§ **The data**
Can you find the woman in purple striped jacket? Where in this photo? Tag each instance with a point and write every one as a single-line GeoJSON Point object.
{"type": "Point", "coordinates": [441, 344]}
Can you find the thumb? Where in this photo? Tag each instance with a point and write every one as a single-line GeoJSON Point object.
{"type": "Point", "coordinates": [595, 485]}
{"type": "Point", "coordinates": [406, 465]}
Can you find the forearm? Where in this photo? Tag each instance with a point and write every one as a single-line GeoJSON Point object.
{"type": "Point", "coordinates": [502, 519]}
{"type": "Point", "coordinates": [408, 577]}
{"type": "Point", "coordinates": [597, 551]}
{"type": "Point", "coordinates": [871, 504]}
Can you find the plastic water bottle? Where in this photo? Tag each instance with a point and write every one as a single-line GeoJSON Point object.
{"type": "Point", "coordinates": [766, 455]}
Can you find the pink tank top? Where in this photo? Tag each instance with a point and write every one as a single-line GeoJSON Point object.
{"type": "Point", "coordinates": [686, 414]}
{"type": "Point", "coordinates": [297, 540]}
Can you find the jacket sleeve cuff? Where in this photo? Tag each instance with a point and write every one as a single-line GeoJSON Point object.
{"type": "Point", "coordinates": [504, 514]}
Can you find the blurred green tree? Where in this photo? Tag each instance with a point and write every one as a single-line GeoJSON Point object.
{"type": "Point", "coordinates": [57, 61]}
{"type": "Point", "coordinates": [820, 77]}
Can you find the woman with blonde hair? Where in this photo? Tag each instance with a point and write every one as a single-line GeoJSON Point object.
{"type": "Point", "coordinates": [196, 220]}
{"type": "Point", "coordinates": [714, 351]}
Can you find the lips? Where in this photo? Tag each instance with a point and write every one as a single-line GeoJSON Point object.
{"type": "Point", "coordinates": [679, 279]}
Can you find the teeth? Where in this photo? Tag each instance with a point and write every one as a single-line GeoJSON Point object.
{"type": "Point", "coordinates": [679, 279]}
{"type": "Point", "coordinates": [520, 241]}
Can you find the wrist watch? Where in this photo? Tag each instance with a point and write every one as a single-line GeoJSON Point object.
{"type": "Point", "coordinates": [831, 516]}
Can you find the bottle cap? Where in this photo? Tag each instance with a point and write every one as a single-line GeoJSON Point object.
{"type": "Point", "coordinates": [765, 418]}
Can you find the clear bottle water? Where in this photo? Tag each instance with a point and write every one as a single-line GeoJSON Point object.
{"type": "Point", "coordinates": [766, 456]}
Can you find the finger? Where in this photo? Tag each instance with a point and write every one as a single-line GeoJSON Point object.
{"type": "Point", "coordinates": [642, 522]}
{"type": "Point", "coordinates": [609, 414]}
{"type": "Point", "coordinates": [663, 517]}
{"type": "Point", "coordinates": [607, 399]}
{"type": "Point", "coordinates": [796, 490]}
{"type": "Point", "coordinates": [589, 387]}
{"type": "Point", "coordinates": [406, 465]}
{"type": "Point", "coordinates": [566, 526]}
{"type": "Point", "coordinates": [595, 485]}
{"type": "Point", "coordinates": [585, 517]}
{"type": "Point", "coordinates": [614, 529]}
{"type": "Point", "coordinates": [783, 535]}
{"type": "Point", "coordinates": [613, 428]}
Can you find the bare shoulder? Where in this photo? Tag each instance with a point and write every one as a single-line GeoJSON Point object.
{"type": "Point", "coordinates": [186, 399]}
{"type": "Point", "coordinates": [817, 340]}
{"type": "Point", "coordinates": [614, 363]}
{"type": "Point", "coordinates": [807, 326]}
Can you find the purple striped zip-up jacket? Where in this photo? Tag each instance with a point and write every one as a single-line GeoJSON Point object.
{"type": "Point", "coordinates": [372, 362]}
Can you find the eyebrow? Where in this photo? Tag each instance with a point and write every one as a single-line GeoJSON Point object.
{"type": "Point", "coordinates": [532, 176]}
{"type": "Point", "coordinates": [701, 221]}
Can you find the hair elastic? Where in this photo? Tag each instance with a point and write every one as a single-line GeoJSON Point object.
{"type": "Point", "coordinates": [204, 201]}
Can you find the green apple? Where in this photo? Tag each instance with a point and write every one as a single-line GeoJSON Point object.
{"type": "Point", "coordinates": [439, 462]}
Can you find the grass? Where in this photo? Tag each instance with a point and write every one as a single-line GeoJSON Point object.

§ **Written exercise**
Lay out every line of the items above as a JSON list of strings, one string per line, and leave out any blank lines.

§ **Task solution**
[
  "Can you find the woman in purple striped jacket? Where in this photo? Tag each instance with a point and write every one as a single-line GeoJSON Point object.",
  "{\"type\": \"Point\", \"coordinates\": [441, 344]}",
  "Can you find the thumb? Where in this photo? Tag each instance with a point and write every one as a single-line GeoJSON Point object.",
  "{\"type\": \"Point\", \"coordinates\": [595, 485]}",
  "{\"type\": \"Point\", \"coordinates\": [406, 465]}",
  "Can you find the forearm? Where in this photo? Tag each instance with a point and write every one as a single-line GeoJSON Point object.",
  "{\"type\": \"Point\", \"coordinates\": [502, 519]}",
  "{\"type\": \"Point\", \"coordinates\": [408, 577]}",
  "{\"type\": \"Point\", \"coordinates\": [597, 551]}",
  "{\"type\": \"Point\", \"coordinates\": [871, 504]}",
  "Can you find the plastic water bottle? Where in this photo? Tag each instance with a point and write every one as a single-line GeoJSON Point object.",
  "{\"type\": \"Point\", \"coordinates\": [766, 455]}",
  "Can you find the pink tank top? Where in this photo? Tag each instance with a point and write every one as a single-line GeoJSON Point object.",
  "{\"type\": \"Point\", \"coordinates\": [686, 414]}",
  "{\"type\": \"Point\", \"coordinates\": [297, 540]}",
  "Can you find the jacket sleeve cuff? Where in this photo? Tag each instance with a point and write every one as a single-line GeoJSON Point object.",
  "{\"type\": \"Point\", \"coordinates\": [504, 514]}",
  "Can you find the blurred green tree? Where in this photo? Tag each instance with a point and write every one as a single-line GeoJSON Point object.",
  "{\"type\": \"Point\", \"coordinates\": [57, 61]}",
  "{\"type\": \"Point\", \"coordinates\": [820, 77]}",
  "Can you find the woman with blonde hair? Where in this photo? Tag each instance with a point and write every one as a single-line GeoJSON Point object.",
  "{\"type\": \"Point\", \"coordinates\": [196, 220]}",
  "{\"type\": \"Point\", \"coordinates\": [714, 351]}",
  "Can you find the lips? Where in this photo? Tag each instance with a point and write every one as a single-line GeoJSON Point object.",
  "{\"type\": \"Point\", \"coordinates\": [679, 279]}",
  "Can you find the teeth? Where in this photo? Tag each instance with a point and write every one as a single-line GeoJSON Point object.",
  "{\"type\": \"Point\", \"coordinates\": [679, 279]}",
  "{\"type\": \"Point\", \"coordinates\": [520, 241]}",
  "Can you find the wrist watch? Where in this photo? Tag each instance with a point and write every one as a single-line GeoJSON Point object.",
  "{\"type\": \"Point\", \"coordinates\": [831, 516]}",
  "Can you find the bottle cap? Where in this photo? Tag each instance with a point and write every one as a single-line GeoJSON Point object.",
  "{\"type\": \"Point\", \"coordinates\": [765, 418]}",
  "Can you find the clear bottle water? Where in this photo? Tag each instance with a point and write every one as a single-line GeoJSON Point object.",
  "{\"type\": \"Point\", \"coordinates\": [766, 456]}",
  "Can you find the finger? Where in this photo? Tag each instance with a point and write every one as a single-line GeoJSON Point object.",
  "{\"type\": \"Point\", \"coordinates\": [642, 522]}",
  "{\"type\": \"Point\", \"coordinates\": [609, 414]}",
  "{\"type\": \"Point\", \"coordinates\": [663, 517]}",
  "{\"type\": \"Point\", \"coordinates\": [607, 399]}",
  "{\"type\": \"Point\", \"coordinates\": [796, 490]}",
  "{\"type\": \"Point\", \"coordinates\": [589, 387]}",
  "{\"type\": \"Point\", \"coordinates\": [406, 465]}",
  "{\"type\": \"Point\", \"coordinates\": [566, 526]}",
  "{\"type\": \"Point\", \"coordinates\": [595, 485]}",
  "{\"type\": \"Point\", \"coordinates\": [585, 517]}",
  "{\"type\": \"Point\", \"coordinates\": [614, 529]}",
  "{\"type\": \"Point\", \"coordinates\": [783, 535]}",
  "{\"type\": \"Point\", \"coordinates\": [613, 428]}",
  "Can you find the bare shoulder? Where in this photo? Tag each instance with a point and write every one as a single-line GeoJSON Point object.",
  "{\"type\": \"Point\", \"coordinates\": [186, 399]}",
  "{\"type\": \"Point\", \"coordinates\": [817, 340]}",
  "{\"type\": \"Point\", \"coordinates\": [614, 363]}",
  "{\"type\": \"Point\", \"coordinates\": [807, 326]}",
  "Can you find the purple striped zip-up jacket? Where in this photo? Tag each instance with a point and write every one as a single-line GeoJSON Point object.",
  "{\"type\": \"Point\", \"coordinates\": [372, 362]}",
  "Can you find the eyebrow? Where in this photo? Tag each instance with a point and write every one as a single-line GeoJSON Point object.",
  "{\"type\": \"Point\", \"coordinates\": [532, 176]}",
  "{\"type\": \"Point\", \"coordinates\": [701, 221]}",
  "Can you find the hair elastic? Where in this photo? Tag each instance with a point and write every one as a single-line GeoJSON Point object.",
  "{\"type\": \"Point\", \"coordinates\": [204, 201]}",
  "Can you find the green apple? Where in this photo? Tag each instance with a point and write every one as a single-line GeoJSON Point object.",
  "{\"type\": \"Point\", \"coordinates\": [439, 462]}",
  "Can you find the grass? Where in this photo? Tag each instance with a point and write every one as a single-line GeoJSON Point object."
]